EXTRAIT DE PAGE:
Sammlung der Entscheidungen des Schweizerischen Bundesgerichts
Collection des arrêts du Tribunal fédéral suisse
Raccolta delle decisioni del Tribunale federale svizzero

BGE 87 I 134



87 I 134

22. Arrêt du 17 mai 1961 dans la cause Ktir contre Ministère public
fédéral. Regeste

    Vertrag zwischen der Schweiz und Frankreich über gegenseitige
Auslieferung von Verbrechern, vom 9. Juli 1869; BG betreffend die
Auslieferung gegenüber dem Ausland, vom 22. Januar 1892 (AuslG.)

    1.  Anwendung des AuslG beim Bestehen eines Auslieferungsvertrages
(Erw. 1).

    2.  Überprüfungsbefugnis des Bundesgerichts in Auslieferungssachen
(Erw. 2 Abs. 2).

    3.  Begriffe des sog. relativ-politischen Delikts und des reinen
Militärvergehens (Erw. 2).

    4.  Auslieferung an Frankreich wegen eines Verbrechens, das nach
französischem Recht mit dem Tode bestraft wird (Erw. 3).

Sachverhalt

    A.- Le 16 décembre 1960, Belkacem Ktir, ressortissant français
d'Algérie, fut arrêté près de Genève, alors qu'il venait de franchir
clandestinement la frontière francosuisse. Le lendemain, la police
genevoise reçut un télégramme du Parquet du Tribunal de Grande instance
d'Annecy, demandant que Ktir, inculpé par les autorités françaises
d'avoir assassiné un Algérien du nom de Mezai, fût maintenu en état
d'arrestation provisoire; le télégramme annonçait qu'une requête
d'extradition régulière suivrait par voie diplomatique. Le même jour,
Ktir fut entendu et déclara qu'agissant en sa qualité de membre du Front
algérien de libération nationale (FLN), il avait participé, sur ordre de
ses supérieurs, à l'homicide de Mezai, qui, précisa-t-il, s'était déroulé
dans les circonstances suivantes:

    Mezai, membre du FLN, avait été arrêté par les autorités françaises,
puis relâché. Ses chefs l'avaient soupçonné de trahison et avaient décidé
de le "supprimer". Ils en chargèrent Ktir et trois autres Algériens. Le
soir du 14 novembre 1960, Ktir alla chercher Mezai chez lui, à Annecy, sous
prétexte d'une rencontre avec des responsables du FLN. Il le fit monter
dans une voiture où attendaient trois autres Algériens. Ktir s'assit à côté
du chauffeur, Mezai derrière entre les deux autres passagers. A un moment
donné, la voiture s'étant arrêtée hors de ville dans un endroit écarté, ces
derniers passèrent une cordelette autour du cou de Mezai et l'étranglèrent.

À FAIRE:
[A] Recopiez le passage de l'arrêt qui commence aux mots « 22. Arrêt du » et s'arrête après les mots « Januar 1892 (AuslG.) ».
[B] D'après l'arrêt, près de quelle ville Belkacem Ktir fut-il arrêté le 16 décembre 1960 ?
[C] Veuillez poursuivre le récit de l'arrêt sur l'affaire Ktir à partir de sa dernière phrase.
Les lignes n'ont aucun rapport avec l'arrêt.

SÉRIE DE LIGNES:

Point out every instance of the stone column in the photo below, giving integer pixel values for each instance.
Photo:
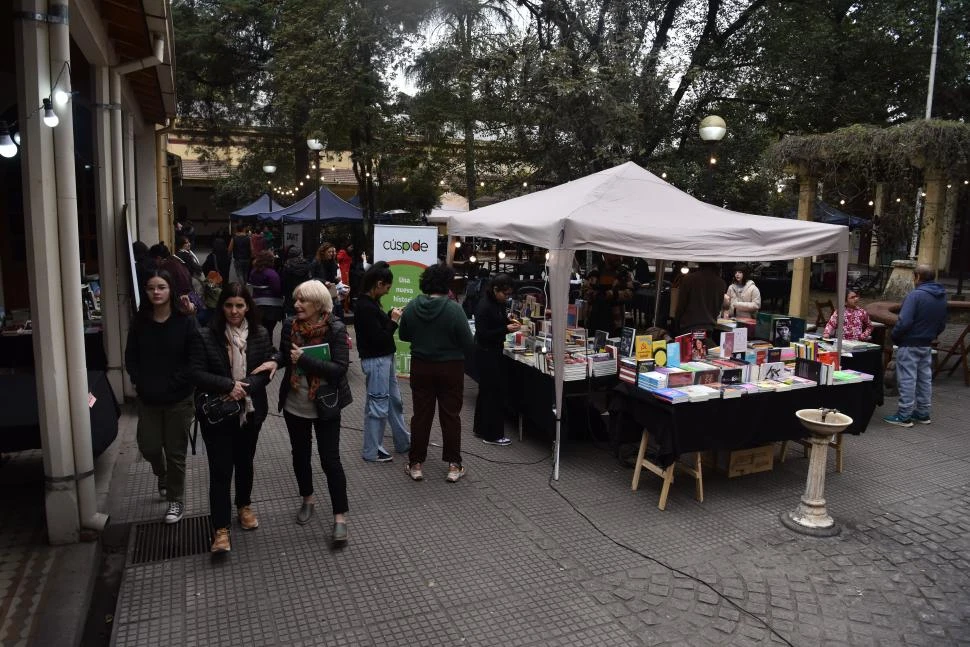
(32, 53)
(801, 275)
(931, 236)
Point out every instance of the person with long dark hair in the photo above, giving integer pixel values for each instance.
(325, 269)
(157, 360)
(492, 323)
(234, 358)
(314, 325)
(375, 345)
(267, 291)
(439, 334)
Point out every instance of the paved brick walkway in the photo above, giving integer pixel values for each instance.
(506, 558)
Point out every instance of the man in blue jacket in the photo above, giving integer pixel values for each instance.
(921, 319)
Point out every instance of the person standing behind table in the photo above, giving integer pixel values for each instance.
(267, 290)
(922, 318)
(325, 269)
(233, 358)
(743, 298)
(157, 360)
(857, 326)
(492, 323)
(295, 271)
(218, 259)
(700, 299)
(375, 345)
(242, 253)
(314, 324)
(439, 334)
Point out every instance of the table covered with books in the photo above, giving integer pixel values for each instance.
(735, 423)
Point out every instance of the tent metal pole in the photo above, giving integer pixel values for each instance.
(660, 266)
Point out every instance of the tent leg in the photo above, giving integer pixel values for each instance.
(555, 449)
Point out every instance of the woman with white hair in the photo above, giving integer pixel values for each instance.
(313, 391)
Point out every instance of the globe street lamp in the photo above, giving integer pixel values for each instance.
(269, 168)
(316, 146)
(712, 129)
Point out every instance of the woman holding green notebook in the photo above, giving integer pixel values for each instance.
(307, 372)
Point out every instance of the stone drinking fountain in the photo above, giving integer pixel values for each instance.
(810, 517)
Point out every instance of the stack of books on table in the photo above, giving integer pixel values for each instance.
(673, 396)
(601, 364)
(700, 393)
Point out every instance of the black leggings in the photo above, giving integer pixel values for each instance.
(328, 444)
(229, 447)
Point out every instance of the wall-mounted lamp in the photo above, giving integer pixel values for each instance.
(50, 117)
(8, 147)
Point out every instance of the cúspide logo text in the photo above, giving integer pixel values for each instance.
(405, 246)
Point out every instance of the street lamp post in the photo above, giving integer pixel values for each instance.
(269, 168)
(712, 129)
(316, 146)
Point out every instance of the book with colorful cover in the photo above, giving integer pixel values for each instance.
(319, 352)
(627, 337)
(673, 354)
(643, 347)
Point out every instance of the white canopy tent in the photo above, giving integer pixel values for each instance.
(629, 211)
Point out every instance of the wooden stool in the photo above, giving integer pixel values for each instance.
(667, 473)
(835, 443)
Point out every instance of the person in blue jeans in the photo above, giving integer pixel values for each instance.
(375, 345)
(922, 318)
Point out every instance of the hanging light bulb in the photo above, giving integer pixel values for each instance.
(50, 117)
(7, 146)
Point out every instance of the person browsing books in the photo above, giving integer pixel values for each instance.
(492, 323)
(743, 298)
(307, 375)
(856, 326)
(157, 360)
(922, 318)
(700, 300)
(375, 345)
(232, 358)
(439, 334)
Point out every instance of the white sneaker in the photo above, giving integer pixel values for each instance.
(175, 511)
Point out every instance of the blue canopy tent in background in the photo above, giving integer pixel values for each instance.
(332, 209)
(826, 213)
(260, 205)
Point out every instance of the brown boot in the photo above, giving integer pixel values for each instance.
(247, 518)
(220, 543)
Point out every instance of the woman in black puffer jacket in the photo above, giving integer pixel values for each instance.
(314, 325)
(233, 357)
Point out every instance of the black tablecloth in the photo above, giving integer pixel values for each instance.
(17, 351)
(20, 423)
(747, 421)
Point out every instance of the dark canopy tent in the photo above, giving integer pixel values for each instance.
(332, 209)
(828, 214)
(257, 207)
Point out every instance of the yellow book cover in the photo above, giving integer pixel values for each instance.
(660, 352)
(643, 345)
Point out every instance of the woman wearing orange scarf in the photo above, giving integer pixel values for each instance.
(304, 375)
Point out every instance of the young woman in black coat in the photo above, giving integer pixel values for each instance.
(233, 357)
(492, 323)
(313, 325)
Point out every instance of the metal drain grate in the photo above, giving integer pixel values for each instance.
(157, 541)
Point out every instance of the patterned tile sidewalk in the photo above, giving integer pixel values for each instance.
(507, 558)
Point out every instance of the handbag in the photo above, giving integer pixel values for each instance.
(215, 409)
(327, 400)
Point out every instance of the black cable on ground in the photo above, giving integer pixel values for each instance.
(670, 568)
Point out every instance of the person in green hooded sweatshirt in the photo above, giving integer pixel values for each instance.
(439, 334)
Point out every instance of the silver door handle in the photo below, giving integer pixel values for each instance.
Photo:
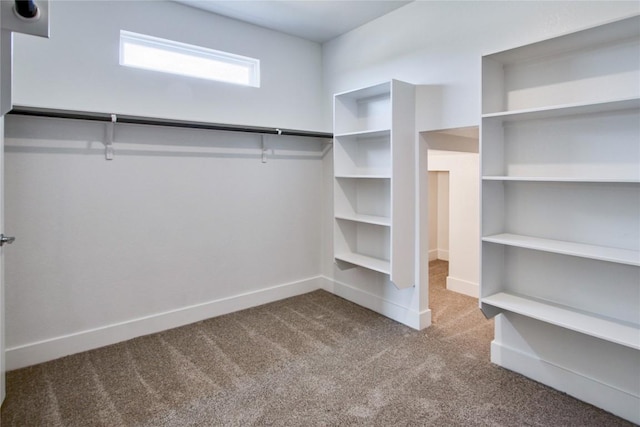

RÉPONSES:
[A]
22. Arrêt du 17 mai 1961 dans la cause Ktir contre Ministère public
fédéral. Regeste

    Vertrag zwischen der Schweiz und Frankreich über gegenseitige
Auslieferung von Verbrechern, vom 9. Juli 1869; BG betreffend die
Auslieferung gegenüber dem Ausland, vom 22. Januar 1892 (AuslG.)

[B] Près de Genève.

[C]
    B.- Le 3 janvier 1961, l'Ambassade de France à Berne remit au
Département fédéral de justice et police la demande d'extradition qui avait
été annoncée dans le télégramme du 17 décembre 1961. Ktir fut réentendu et
confirma ses déclarations. Il s'opposa à son extradition. Il fit valoir
que, la France étant en guerre avec le FLN, il avait, en participant à
l'homicide de Mezai, aidé à mettre à mort un ennemi dans le cadre d'une
guerre; il ajouta que, s'il était extradé, il serait en fait livré à
son ennemi. Pour le cas où l'extradition serait inévitable, il demanda
qu'elle fût subordonnée à la condition qu'en vertu du principe de la loi
la plus douce, la peine de mort ne fût pas applicable.

    C.- Le Département fédéral de justice et police a saisi le Tribunal
fédéral de la cause. Le Ministère public fédéral propose d'écarter
l'opposition de Ktir et d'accorder son extradition.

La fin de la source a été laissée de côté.